→ **EXCERPTED DATA**:
##############################

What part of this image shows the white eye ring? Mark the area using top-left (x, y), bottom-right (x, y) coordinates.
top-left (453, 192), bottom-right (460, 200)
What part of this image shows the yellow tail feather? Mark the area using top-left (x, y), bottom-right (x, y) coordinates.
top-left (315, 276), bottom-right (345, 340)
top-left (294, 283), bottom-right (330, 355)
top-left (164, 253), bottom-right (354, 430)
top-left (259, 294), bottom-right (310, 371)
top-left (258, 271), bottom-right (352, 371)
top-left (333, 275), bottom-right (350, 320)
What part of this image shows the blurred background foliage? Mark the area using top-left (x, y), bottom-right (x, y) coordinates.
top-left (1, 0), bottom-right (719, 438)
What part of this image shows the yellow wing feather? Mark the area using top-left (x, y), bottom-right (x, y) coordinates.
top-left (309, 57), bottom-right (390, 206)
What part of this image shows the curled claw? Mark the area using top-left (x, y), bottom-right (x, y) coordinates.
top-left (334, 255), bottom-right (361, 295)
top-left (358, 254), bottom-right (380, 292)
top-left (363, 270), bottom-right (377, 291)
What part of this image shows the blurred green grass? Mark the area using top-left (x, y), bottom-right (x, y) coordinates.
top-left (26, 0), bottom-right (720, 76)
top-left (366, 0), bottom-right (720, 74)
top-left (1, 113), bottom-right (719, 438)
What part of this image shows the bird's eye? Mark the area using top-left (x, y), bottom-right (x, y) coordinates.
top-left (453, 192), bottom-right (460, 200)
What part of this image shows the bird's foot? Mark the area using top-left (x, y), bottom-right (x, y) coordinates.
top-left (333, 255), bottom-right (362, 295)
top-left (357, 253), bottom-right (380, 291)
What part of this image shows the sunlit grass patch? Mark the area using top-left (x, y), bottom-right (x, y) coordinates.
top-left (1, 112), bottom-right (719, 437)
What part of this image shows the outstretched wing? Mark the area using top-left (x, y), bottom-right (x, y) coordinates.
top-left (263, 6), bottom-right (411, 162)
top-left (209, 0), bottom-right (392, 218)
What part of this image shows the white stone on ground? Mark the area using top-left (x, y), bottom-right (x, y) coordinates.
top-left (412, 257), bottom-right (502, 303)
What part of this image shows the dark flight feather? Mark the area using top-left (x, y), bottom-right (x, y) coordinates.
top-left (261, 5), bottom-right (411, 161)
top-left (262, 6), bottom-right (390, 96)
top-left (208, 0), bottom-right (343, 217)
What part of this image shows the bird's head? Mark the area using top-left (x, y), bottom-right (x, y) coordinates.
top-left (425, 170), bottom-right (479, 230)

##############################

→ **EXERCISE INSTRUCTIONS**: Looking at the records above, please output exactly the lines that run from the one holding "What part of this image shows the bird's eye?" to the final line, and only those.

→ **RESULT OF THIS EXERCISE**:
What part of this image shows the bird's eye? Mark the area using top-left (x, y), bottom-right (x, y) coordinates.
top-left (453, 192), bottom-right (460, 200)
What part of this image shows the bird's foot? Mark the area using top-left (x, y), bottom-right (x, y) coordinates.
top-left (333, 255), bottom-right (362, 295)
top-left (357, 253), bottom-right (380, 291)
What part of this image shows the sunlit grass patch? Mark the area using top-left (x, y), bottom-right (x, y) coordinates.
top-left (1, 112), bottom-right (719, 437)
What part of this image shows the outstretched wing? Mark the area using top-left (x, y), bottom-right (x, y) coordinates.
top-left (263, 6), bottom-right (411, 162)
top-left (209, 0), bottom-right (392, 218)
What part of this image shows the white stone on ground? Mark the area using top-left (x, y), bottom-right (x, y) coordinates.
top-left (412, 257), bottom-right (502, 303)
What part of this image shows the dark flight feather? Mark the area using top-left (x, y), bottom-right (x, y) coordinates.
top-left (261, 5), bottom-right (411, 161)
top-left (262, 6), bottom-right (390, 96)
top-left (208, 0), bottom-right (343, 217)
What part of this image shows the bird's head? Mark the area using top-left (x, y), bottom-right (x, y) coordinates.
top-left (425, 170), bottom-right (479, 230)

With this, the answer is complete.